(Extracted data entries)
***

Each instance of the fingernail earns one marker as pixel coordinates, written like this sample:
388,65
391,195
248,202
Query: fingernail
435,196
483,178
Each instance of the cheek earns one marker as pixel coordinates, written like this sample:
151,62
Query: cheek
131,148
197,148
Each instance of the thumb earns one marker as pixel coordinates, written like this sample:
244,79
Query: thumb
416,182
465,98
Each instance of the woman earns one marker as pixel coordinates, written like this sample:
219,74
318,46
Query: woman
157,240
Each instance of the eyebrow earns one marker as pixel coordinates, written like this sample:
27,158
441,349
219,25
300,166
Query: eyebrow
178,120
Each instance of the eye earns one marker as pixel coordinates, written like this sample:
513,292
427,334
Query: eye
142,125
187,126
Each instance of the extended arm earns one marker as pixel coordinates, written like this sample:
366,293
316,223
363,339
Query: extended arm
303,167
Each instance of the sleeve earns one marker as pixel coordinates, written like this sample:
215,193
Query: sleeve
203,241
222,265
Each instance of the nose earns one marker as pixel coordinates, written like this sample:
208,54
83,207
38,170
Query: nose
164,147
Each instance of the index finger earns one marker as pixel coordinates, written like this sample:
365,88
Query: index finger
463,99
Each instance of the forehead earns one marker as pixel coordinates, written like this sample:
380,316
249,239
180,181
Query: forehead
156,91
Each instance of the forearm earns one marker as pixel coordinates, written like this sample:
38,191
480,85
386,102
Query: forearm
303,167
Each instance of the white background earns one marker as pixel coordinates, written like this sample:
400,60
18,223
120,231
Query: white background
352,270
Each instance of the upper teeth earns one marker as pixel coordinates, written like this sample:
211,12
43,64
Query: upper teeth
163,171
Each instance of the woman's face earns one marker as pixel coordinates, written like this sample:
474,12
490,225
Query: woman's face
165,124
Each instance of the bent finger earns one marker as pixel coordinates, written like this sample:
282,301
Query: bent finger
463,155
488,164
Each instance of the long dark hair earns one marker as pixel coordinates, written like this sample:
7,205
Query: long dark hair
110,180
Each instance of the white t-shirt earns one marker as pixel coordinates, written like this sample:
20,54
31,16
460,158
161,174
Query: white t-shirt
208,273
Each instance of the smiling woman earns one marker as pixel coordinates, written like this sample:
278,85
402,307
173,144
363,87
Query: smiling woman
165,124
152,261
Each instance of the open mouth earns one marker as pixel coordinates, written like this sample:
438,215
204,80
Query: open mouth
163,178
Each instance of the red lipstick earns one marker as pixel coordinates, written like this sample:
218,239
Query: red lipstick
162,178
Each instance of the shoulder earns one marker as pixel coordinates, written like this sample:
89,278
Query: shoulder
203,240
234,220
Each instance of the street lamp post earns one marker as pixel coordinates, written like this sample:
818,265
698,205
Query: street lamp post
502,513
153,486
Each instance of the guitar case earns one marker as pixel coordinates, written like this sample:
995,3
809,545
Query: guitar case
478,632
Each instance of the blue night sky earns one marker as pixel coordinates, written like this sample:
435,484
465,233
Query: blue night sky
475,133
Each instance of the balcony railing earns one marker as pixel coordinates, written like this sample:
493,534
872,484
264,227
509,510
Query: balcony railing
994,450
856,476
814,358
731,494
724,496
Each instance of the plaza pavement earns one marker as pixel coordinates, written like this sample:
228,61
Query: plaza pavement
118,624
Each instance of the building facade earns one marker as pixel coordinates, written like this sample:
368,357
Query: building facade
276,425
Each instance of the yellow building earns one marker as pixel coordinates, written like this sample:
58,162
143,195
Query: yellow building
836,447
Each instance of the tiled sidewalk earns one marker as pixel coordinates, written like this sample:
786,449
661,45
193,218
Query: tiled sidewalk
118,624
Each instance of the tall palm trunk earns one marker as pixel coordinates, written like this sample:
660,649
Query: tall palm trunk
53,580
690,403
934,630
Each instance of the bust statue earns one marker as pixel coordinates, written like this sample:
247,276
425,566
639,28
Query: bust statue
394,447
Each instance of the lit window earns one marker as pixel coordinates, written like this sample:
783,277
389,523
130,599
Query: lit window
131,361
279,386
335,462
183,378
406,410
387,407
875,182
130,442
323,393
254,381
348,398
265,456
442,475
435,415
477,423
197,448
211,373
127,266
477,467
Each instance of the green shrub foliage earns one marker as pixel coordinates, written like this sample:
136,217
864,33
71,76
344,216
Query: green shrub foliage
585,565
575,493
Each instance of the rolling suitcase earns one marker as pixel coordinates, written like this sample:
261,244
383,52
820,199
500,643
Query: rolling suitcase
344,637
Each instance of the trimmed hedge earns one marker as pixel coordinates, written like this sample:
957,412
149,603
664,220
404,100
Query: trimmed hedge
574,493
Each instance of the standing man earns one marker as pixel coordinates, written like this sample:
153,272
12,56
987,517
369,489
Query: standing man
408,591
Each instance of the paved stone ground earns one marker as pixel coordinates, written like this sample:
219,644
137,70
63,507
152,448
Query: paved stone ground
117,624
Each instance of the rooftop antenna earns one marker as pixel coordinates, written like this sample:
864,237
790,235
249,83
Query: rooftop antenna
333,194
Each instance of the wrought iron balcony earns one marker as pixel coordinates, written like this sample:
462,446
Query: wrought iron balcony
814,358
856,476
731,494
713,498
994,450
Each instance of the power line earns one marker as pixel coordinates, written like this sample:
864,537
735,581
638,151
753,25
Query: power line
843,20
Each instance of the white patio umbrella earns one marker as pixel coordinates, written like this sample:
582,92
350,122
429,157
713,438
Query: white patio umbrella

***

Your objective
Reproduce all of the entries word for word.

Output for this exercise
Each instance of the fingernail earns one marker as pixel coordinates, written like this sample:
388,65
391,195
248,202
Query: fingernail
435,196
483,178
Each instance of the cheek earns one marker as pixel coordinates, written like this sample:
151,62
Query: cheek
131,148
197,148
Each instance of the thumb earns one marker as pixel coordinates, written like this sample:
244,79
Query: thumb
416,182
465,98
Each instance of the woman earns one marker as pixel coordinates, written like this sample:
219,74
318,46
Query: woman
157,240
Each instance of the eyebrow earns one marker as pixel coordinates, written like this sample:
27,158
441,349
219,25
300,166
Query: eyebrow
178,120
Each instance of the eye earns one marker as pixel coordinates, written like this sample:
513,292
427,334
Query: eye
142,125
187,126
Each instance of the extended arm earns one marker as pixel coordinates, written like this sample:
366,293
316,223
363,339
Query: extended arm
303,167
Each instance of the sleeve earns one marker as pixel coordinates, written like this sample:
215,193
Query: sleeve
203,241
222,265
Each instance of the nose earns one marker as pixel coordinates, written like this sample:
208,54
83,207
38,170
Query: nose
164,147
Each instance of the index finger earns one marker as pixel coordinates, written like this sample:
365,88
Query: index finger
463,99
Each instance of the forehead earns one marker as pixel coordinates, written like this sample:
380,316
249,239
180,181
Query: forehead
156,91
Each instance of the forearm earns one marker as pixel coordinates, written like this sample:
38,191
480,85
386,102
Query: forearm
303,167
Each instance of the white background earns one marker as pixel coordinates, written like this sample:
400,60
18,223
120,231
Query: white background
352,270
Each instance of the upper teeth earns one marker as pixel coordinates, written like this sample:
211,12
43,64
Query: upper teeth
163,171
Each instance of the woman's face earns one marker as pixel coordinates, written like this sample:
474,12
490,225
Query: woman's face
165,124
Each instance of the bent finger earns one marker as pixel coordinates, written like this sample:
282,301
Query: bent finger
463,155
488,164
Each instance of the long dark hair earns one marker as pixel coordinates, written like this sample:
7,205
Query: long dark hair
110,180
Each instance of the white t-shirt earns one marker as pixel coordinates, written like this sample:
20,54
31,16
460,158
161,174
Query: white t-shirt
208,273
Each instance of the smiling woman earns one marker as pixel coordinates, written like this sample:
278,85
402,307
173,144
363,87
Query: smiling woman
165,124
152,261
Each instance of the open mouth earns one marker as pixel coordinates, written like this sample:
438,215
204,80
Query: open mouth
163,178
Each instance of the red lipstick earns one marker as pixel coordinates, written like this sample:
218,239
Query: red lipstick
162,178
Each instance of the shoulder earns one marker as pixel coordinates, written like this sample:
89,278
Query: shoulder
203,240
234,220
Each instance of the street lamp post earns one marker as pixel coordinates, written like this sample:
818,265
698,205
Query: street lamp post
502,513
153,486
Each instance of the guitar case earns one marker as pixel coordinates, written like this sample:
995,3
809,545
Query: guitar case
478,632
Each instance of the blue night sky earns one marker as pixel coordinates, written like this sample:
435,484
465,233
Query: blue night sky
475,133
Each instance of the balcony railing earns one marker as pixel coordinates, written like this sample:
493,534
872,484
264,227
509,510
Query: balcony railing
994,450
856,476
814,358
731,494
724,496
Each instance of the plaza pavement earns one marker as pixel coordinates, written like this sample:
228,61
Query: plaza pavement
118,624
Each instance of the building facade earns one marker as pixel coordinates, written like this sample:
368,357
Query: building facade
276,425
Each instance of the yellow building earns one marker as pixel coordinates, written like this sample:
58,162
143,195
Query: yellow building
836,447
Each instance of the tiled sidewalk earns one marker as pixel coordinates, written like this sample:
786,449
661,45
193,218
Query: tiled sidewalk
118,624
Each instance of the tall palm trunk earns one marker as pixel coordinates, written like this sample:
660,649
Query: tall palm trunk
53,580
690,403
934,630
Each instance of the bust statue earns one marker as pixel coordinates, written like this sample:
247,276
425,566
639,28
Query: bust statue
394,447
Each instance of the lit window earns one marker as pixel coordinates, written like this sample:
783,277
389,523
130,599
Query: lit window
131,361
279,386
335,462
183,378
406,410
387,407
875,182
130,442
323,393
254,381
348,398
265,456
442,475
435,415
477,423
197,448
211,373
127,266
477,467
Each instance of the green shrub foliage earns one marker as pixel coordinates, written like this sample:
136,217
864,33
71,76
344,216
Query: green shrub foliage
585,565
575,493
Each instance of the rolling suitcase earns one marker as pixel coordinates, written like this sample:
261,244
383,52
820,199
500,643
Query: rolling suitcase
344,637
Each instance of the trimmed hedge earns one marker as pixel coordinates, written like this sample:
957,412
149,603
664,220
404,100
Query: trimmed hedge
574,493
Each instance of the standing man earns one marker as pixel coordinates, written like this sample:
153,272
12,56
987,517
369,489
Query: standing man
408,591
Each instance of the paved stone ground earns one marker as pixel coordinates, written like this sample:
219,644
137,70
63,507
152,448
Query: paved stone ground
117,624
Each instance of the rooftop antenna earns one marker as pixel coordinates, written like this sample:
864,237
790,235
249,83
Query: rooftop antenna
333,194
Each instance of the wrought iron balcony earns one marker as pixel coordinates, written like this sample:
462,446
Query: wrought iron balcony
814,358
856,476
731,494
713,498
994,450
Each instance of the power line earns one marker as pixel coordinates, written like this sample:
864,537
735,581
638,151
753,25
Query: power line
843,20
Each instance of the white patio umbrella earns one marker as pixel coordinates, written like this sample:
582,92
350,122
429,157
713,438
Query: white patio umbrella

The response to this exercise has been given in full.